## What needs to be done:
Please write out the listing again, keeping every character the same.
Segment Open
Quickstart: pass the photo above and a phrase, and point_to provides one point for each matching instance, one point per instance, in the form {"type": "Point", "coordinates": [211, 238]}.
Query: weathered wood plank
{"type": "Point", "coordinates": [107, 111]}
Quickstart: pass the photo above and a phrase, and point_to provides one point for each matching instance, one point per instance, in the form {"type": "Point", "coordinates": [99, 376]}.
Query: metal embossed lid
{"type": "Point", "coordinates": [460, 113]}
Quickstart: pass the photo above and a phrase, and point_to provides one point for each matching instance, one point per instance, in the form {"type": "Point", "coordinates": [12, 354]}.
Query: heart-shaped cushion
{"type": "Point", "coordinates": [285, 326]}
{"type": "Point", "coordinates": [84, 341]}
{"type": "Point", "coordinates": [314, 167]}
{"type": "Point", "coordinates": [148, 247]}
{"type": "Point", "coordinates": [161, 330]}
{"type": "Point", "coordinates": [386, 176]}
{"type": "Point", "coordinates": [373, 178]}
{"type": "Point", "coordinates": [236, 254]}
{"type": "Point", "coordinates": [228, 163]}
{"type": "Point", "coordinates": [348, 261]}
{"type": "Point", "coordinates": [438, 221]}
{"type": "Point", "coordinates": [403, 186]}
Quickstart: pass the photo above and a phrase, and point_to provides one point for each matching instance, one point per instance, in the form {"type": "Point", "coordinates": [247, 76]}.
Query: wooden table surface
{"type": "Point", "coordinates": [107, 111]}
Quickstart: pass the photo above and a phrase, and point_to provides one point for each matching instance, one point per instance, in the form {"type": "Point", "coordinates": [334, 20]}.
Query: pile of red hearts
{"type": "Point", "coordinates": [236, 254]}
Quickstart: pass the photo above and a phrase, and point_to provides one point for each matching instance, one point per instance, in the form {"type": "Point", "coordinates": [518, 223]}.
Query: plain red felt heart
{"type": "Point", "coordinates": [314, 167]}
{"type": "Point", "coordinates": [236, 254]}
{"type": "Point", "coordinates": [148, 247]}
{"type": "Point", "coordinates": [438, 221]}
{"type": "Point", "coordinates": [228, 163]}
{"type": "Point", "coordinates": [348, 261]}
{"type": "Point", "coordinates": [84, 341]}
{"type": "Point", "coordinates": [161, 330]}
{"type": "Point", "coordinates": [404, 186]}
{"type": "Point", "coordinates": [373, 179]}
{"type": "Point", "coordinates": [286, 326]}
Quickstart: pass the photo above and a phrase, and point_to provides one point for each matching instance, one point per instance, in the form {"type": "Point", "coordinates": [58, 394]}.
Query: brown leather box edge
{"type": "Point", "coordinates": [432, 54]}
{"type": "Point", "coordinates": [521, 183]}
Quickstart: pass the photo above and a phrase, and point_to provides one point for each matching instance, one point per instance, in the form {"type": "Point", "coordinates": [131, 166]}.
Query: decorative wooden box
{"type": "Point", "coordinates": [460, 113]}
Segment Closed
## Response area:
Quickstart: pass the photo above and a phrase, and point_to provides one point for each matching instance, one point per instance, in the form {"type": "Point", "coordinates": [211, 238]}.
Query: weathered wood plank
{"type": "Point", "coordinates": [107, 111]}
Quickstart: pass the photo above and a phrase, and point_to provides one point for each matching instance, one point per instance, in the form {"type": "Point", "coordinates": [99, 376]}.
Query: metal embossed lid
{"type": "Point", "coordinates": [460, 113]}
Quickstart: pass the photo above and a phrase, and point_to provides one point for each matching instance, one point per instance, in the form {"type": "Point", "coordinates": [12, 354]}.
Query: heart-shaped cushion
{"type": "Point", "coordinates": [285, 326]}
{"type": "Point", "coordinates": [84, 341]}
{"type": "Point", "coordinates": [314, 167]}
{"type": "Point", "coordinates": [148, 247]}
{"type": "Point", "coordinates": [161, 330]}
{"type": "Point", "coordinates": [386, 176]}
{"type": "Point", "coordinates": [373, 178]}
{"type": "Point", "coordinates": [236, 254]}
{"type": "Point", "coordinates": [228, 163]}
{"type": "Point", "coordinates": [348, 261]}
{"type": "Point", "coordinates": [438, 221]}
{"type": "Point", "coordinates": [403, 186]}
Quickstart: pass the photo above and a phrase, and point_to provides one point for each matching instance, one point per instance, in the form {"type": "Point", "coordinates": [247, 76]}.
Query: wooden table surface
{"type": "Point", "coordinates": [107, 111]}
Quickstart: pass the photo above and a phrase, and point_to provides one point for each matching instance, one point per instance, in the form {"type": "Point", "coordinates": [334, 20]}.
Query: pile of red hearts
{"type": "Point", "coordinates": [236, 254]}
Quickstart: pass the photo above and a phrase, and point_to provides one point for each matching instance, one point per instance, in the form {"type": "Point", "coordinates": [518, 223]}.
Query: plain red felt heart
{"type": "Point", "coordinates": [314, 167]}
{"type": "Point", "coordinates": [236, 254]}
{"type": "Point", "coordinates": [148, 247]}
{"type": "Point", "coordinates": [438, 221]}
{"type": "Point", "coordinates": [228, 163]}
{"type": "Point", "coordinates": [348, 261]}
{"type": "Point", "coordinates": [84, 341]}
{"type": "Point", "coordinates": [161, 330]}
{"type": "Point", "coordinates": [404, 186]}
{"type": "Point", "coordinates": [373, 179]}
{"type": "Point", "coordinates": [286, 326]}
Quickstart: pass the photo above and a phrase, and point_to provides one point for each matching instance, one point per instance, in the form {"type": "Point", "coordinates": [58, 394]}.
Query: brown leather box edge
{"type": "Point", "coordinates": [432, 54]}
{"type": "Point", "coordinates": [521, 183]}
Quickstart: pass the photo above and a phrase, and point_to provides one point for each matching instance, one point per instance, in the form {"type": "Point", "coordinates": [131, 166]}.
Query: decorative wooden box
{"type": "Point", "coordinates": [460, 113]}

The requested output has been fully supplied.